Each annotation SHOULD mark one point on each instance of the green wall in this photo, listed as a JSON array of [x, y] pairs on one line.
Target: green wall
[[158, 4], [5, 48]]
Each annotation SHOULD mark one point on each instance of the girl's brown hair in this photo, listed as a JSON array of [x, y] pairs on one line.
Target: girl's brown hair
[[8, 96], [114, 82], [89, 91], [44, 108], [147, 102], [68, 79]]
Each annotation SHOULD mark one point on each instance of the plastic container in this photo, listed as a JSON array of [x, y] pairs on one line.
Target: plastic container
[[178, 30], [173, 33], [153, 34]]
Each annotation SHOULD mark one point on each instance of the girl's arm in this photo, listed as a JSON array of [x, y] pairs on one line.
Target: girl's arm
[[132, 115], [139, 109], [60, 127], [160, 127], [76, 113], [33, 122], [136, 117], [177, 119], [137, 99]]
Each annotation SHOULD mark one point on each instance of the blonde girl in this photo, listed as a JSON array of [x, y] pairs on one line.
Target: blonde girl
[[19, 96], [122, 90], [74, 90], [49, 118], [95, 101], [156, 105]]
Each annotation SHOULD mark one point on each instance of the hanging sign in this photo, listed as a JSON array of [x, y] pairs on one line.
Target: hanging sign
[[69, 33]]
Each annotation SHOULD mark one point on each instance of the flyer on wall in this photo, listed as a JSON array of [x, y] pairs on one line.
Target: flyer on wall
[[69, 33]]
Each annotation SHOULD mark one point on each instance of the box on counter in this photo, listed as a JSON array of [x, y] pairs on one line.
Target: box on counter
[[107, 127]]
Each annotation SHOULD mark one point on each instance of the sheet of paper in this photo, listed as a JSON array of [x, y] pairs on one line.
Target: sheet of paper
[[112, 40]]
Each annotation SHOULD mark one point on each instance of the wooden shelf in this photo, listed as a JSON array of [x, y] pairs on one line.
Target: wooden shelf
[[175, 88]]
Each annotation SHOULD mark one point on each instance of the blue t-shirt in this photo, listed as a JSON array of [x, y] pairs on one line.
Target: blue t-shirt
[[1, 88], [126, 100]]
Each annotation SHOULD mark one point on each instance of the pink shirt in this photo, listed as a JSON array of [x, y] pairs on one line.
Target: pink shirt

INSTRUCTIONS FOR THE TASK
State how many lines of the entries above include the string "mark". The reply is that number alone.

COMPLETED TASK
12